What to produce
Restate only the tail of the data below, starting at the line that contains "Each instance receives a single keypoint. Tag the tree" and including the last line, word for word.

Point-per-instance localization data
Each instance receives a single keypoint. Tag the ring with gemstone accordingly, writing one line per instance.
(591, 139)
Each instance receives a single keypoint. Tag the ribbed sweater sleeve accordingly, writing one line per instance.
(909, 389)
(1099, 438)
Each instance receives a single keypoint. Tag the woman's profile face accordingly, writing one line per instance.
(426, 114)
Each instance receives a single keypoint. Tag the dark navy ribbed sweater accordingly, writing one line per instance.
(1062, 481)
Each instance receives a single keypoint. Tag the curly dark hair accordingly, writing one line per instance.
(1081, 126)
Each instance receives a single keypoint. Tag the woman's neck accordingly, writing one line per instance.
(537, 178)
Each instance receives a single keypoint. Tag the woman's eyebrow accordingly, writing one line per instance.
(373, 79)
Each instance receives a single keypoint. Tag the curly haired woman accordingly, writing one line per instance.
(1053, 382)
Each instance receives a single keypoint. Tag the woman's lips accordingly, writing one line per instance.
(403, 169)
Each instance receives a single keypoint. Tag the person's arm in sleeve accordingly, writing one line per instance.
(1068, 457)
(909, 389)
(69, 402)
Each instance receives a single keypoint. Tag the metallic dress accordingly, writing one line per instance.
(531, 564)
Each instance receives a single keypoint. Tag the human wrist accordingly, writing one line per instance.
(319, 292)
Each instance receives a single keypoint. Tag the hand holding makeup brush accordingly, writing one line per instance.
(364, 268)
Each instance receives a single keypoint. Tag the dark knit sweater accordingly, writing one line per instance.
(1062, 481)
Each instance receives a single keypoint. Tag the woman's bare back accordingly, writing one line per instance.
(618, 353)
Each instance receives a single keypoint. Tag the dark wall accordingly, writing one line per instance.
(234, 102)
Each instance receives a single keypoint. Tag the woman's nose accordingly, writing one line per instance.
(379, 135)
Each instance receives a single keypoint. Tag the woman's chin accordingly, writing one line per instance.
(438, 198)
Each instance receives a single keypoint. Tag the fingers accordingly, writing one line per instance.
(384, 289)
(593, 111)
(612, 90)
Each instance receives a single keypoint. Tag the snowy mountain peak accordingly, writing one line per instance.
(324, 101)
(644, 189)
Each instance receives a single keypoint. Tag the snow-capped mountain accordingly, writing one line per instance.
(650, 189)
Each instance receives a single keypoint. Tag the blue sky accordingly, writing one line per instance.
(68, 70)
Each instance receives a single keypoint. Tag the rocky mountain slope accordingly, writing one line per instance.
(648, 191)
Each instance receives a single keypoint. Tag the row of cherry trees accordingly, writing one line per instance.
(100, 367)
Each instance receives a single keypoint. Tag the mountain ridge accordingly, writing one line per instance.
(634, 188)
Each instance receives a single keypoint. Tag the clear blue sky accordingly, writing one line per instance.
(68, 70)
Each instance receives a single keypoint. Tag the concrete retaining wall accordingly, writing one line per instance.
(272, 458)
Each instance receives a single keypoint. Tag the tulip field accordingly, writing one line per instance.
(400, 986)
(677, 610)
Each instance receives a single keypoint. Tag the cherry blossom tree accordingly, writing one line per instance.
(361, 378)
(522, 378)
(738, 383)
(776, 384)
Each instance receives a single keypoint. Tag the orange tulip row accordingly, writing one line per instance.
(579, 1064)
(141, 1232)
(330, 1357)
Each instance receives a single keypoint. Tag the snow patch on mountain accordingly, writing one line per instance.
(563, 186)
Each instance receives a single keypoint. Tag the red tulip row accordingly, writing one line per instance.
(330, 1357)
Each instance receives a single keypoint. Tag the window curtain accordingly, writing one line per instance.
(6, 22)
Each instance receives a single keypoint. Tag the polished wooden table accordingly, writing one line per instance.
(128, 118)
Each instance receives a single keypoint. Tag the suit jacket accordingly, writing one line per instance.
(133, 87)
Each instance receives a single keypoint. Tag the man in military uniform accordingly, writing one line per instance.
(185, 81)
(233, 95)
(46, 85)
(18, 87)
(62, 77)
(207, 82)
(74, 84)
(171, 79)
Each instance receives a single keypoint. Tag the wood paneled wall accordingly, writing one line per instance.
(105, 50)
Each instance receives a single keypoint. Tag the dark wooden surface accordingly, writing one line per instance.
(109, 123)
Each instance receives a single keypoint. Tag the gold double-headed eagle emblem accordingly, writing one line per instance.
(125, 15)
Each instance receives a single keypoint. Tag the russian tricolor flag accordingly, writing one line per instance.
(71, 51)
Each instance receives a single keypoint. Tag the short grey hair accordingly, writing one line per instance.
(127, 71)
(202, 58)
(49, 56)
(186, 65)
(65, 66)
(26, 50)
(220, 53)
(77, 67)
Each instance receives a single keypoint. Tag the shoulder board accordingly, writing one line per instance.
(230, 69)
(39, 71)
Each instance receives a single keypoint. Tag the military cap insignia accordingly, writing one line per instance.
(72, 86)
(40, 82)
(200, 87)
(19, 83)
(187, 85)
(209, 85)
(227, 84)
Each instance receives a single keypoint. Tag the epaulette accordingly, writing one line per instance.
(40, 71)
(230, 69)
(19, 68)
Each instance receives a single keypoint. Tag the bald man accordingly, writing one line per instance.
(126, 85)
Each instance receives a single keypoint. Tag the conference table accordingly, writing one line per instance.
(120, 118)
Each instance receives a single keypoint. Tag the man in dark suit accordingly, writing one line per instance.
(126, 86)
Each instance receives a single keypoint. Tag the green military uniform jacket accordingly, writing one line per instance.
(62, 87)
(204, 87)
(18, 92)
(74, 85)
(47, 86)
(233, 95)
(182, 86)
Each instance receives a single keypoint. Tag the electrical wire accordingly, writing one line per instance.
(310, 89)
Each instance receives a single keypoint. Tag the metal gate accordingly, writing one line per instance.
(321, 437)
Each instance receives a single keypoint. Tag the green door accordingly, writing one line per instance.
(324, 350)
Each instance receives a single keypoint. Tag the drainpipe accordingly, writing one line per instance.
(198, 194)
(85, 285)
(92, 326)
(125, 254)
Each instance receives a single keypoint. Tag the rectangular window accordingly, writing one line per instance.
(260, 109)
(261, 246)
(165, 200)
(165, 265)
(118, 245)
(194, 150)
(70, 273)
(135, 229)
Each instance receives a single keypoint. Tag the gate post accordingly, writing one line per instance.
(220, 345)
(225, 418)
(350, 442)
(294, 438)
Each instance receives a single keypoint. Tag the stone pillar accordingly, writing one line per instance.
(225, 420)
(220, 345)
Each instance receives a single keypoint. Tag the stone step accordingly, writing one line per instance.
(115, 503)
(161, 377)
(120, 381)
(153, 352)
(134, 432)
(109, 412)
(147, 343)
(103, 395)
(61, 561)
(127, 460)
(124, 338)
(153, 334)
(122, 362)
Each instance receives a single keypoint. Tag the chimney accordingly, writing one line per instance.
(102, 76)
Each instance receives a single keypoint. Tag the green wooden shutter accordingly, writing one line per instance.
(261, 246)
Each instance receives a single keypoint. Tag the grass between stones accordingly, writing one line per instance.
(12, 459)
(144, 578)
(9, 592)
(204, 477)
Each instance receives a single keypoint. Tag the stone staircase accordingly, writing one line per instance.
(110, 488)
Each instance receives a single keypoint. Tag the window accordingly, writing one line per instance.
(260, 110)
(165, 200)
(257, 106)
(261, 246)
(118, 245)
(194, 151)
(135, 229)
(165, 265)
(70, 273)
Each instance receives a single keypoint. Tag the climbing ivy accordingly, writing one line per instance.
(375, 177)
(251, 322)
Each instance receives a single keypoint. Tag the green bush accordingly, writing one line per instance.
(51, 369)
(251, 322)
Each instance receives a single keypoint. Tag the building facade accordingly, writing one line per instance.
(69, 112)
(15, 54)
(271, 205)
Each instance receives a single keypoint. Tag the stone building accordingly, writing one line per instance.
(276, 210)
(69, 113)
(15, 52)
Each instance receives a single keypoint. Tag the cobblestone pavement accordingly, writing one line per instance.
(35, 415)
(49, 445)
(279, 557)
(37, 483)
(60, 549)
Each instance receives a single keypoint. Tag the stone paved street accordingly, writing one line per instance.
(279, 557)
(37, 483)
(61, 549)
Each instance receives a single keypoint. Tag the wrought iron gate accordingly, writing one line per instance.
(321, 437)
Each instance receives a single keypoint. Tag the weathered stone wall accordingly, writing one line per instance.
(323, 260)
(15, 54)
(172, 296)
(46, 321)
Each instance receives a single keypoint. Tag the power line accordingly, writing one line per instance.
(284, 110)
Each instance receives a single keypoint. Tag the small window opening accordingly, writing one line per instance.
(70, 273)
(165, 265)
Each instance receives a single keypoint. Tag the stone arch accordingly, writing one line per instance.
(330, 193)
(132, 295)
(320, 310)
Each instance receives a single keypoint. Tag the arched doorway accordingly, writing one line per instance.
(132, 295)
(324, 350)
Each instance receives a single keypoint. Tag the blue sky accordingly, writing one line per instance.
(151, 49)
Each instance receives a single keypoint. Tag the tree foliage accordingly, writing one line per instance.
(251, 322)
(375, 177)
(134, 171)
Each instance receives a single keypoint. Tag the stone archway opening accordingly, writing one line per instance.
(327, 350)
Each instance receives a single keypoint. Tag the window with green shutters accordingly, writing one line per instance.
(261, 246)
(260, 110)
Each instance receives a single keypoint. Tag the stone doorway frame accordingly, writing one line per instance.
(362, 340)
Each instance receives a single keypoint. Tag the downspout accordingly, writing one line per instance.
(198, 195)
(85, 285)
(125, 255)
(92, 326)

Exercise result
Each instance receives a single keypoint. Tag the tree foliage accordingly, writing one line per instance.
(251, 322)
(375, 177)
(134, 171)
Each instance receives a single keypoint. Tag the stone archway opening accordingly, writing one line per instance.
(327, 350)
Each instance receives a single keypoint. Tag the window with green shutters accordingly, writing one line per instance.
(261, 246)
(260, 110)
Each instance receives a single keypoint. Tag the stone doorway frame accordingly, writing one line per instance.
(362, 340)
Each instance receives a single keypoint. Tag the downspout accordingly, writing one line per instance.
(198, 195)
(85, 285)
(125, 255)
(92, 326)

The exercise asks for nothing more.